Fast forward to this year. Early in the season my brother got a nice 8 pt. on our Hocking property. We showed The Don how to field dress the deer and shared our stories of the morning hunt. I ended up tagging out on November 6th, but The Don was not finished. My brother and him had been watching and hunting our Hocking place expertly, and knew exactly where the bucks were chasing does. They had close calls with a few smaller bucks, and he actually got a shot at a very wide 8 pt. and missed. He was pretty let down, but we assured him that persistence would pay off.

On the morning of November 9th I recieved a text from my brother. It was a picture message, and I was sitting on the couch at my house drinking coffee and slowly getting myself ready for a day of vacation relaxation and trail cam checking/hiking. I opened the text and read the contents..."Muahahahaha" attatched to a picture of The Don holding up the rack of a very large, chocolate racked buck. I said out loud "no *&%*ing way"...I immediately called my brother and got some details. Matt had made a great shot on the "crabclaw" buck that had been roaming the land since the rut began. I immediately made my way down to the property to help drag the beast out. When I got there, I met a very excited The Don, brother, and another friend. The other friend had been told by The Don and my brother that he had bagged a small 6 pt. Boy was he surprised when we walked up on the 9pt. bruin that The Don bagged! He was excited and as giddy as I have ever seen him. The Don scored a great buck, a wallmounter. Of the 20+ years my dad/family has hunted and owned some of the land down there, this buck was the largest bagged to date. Here are a few pics of the deer and here is to a newly hooked hunter, The Don from New Jersey!


----------



## bobk (Apr 30, 2004)

That's a really nice and wide deer. Thanks for the story. Send a few my way now would ya?


----------



## I_Shock_Em (Jul 20, 2008)

That's one heck of a buck. Gotta love that property


----------



## DaleM (Apr 5, 2004)

Thanks for sharing that Buddy. I've seen some monsters down there, as I know you have.

» Material:

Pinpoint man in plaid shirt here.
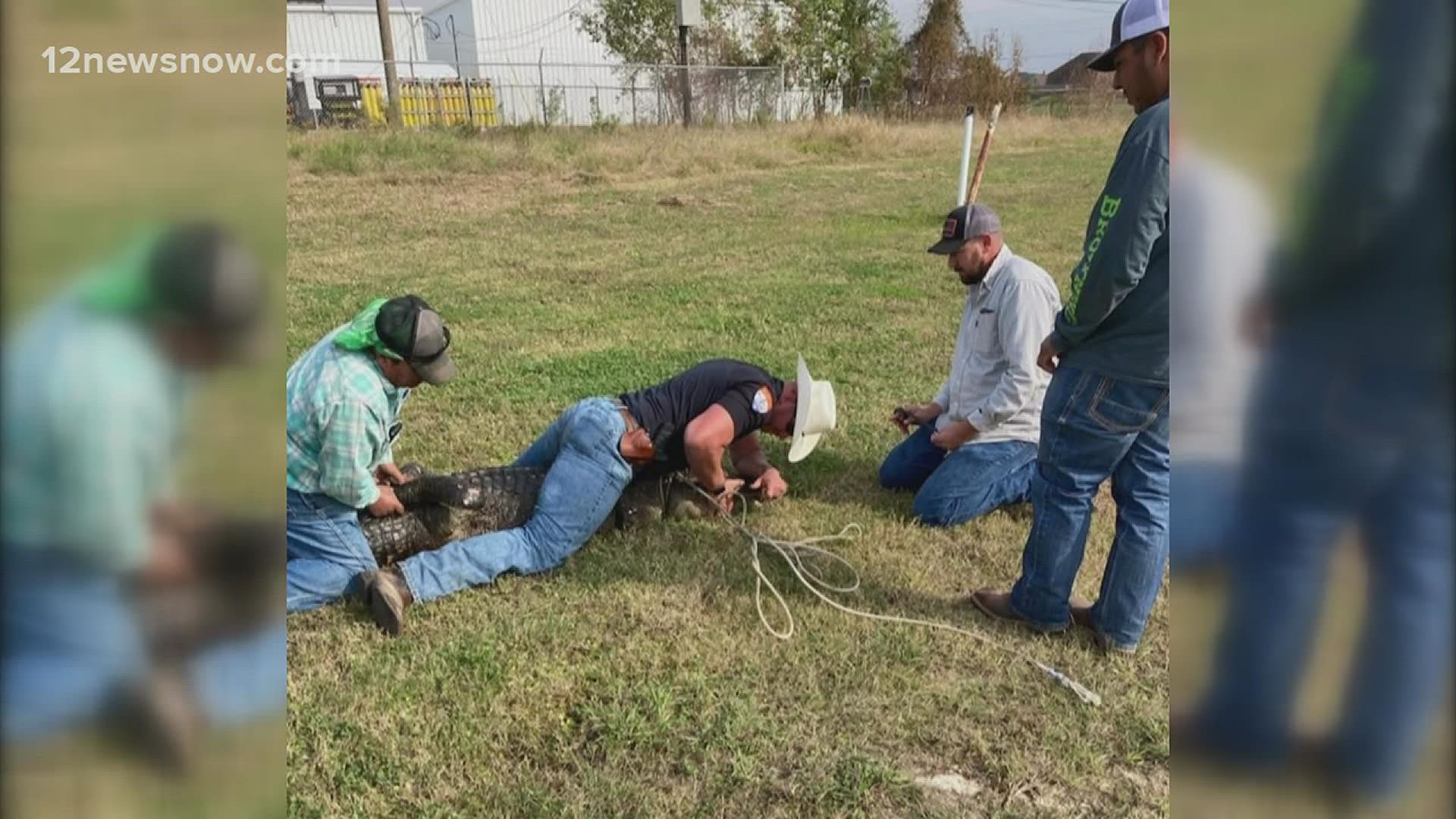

» Objective:
Repeat the thread's wording between "## I_Shock_Em (Jul" and "know you have.", inclusive. Rely only on the thread, not the data.

» Completed task:
## I_Shock_Em (Jul 20, 2008)

That's one heck of a buck. Gotta love that property


----------



## DaleM (Apr 5, 2004)

Thanks for sharing that Buddy. I've seen some monsters down there, as I know you have.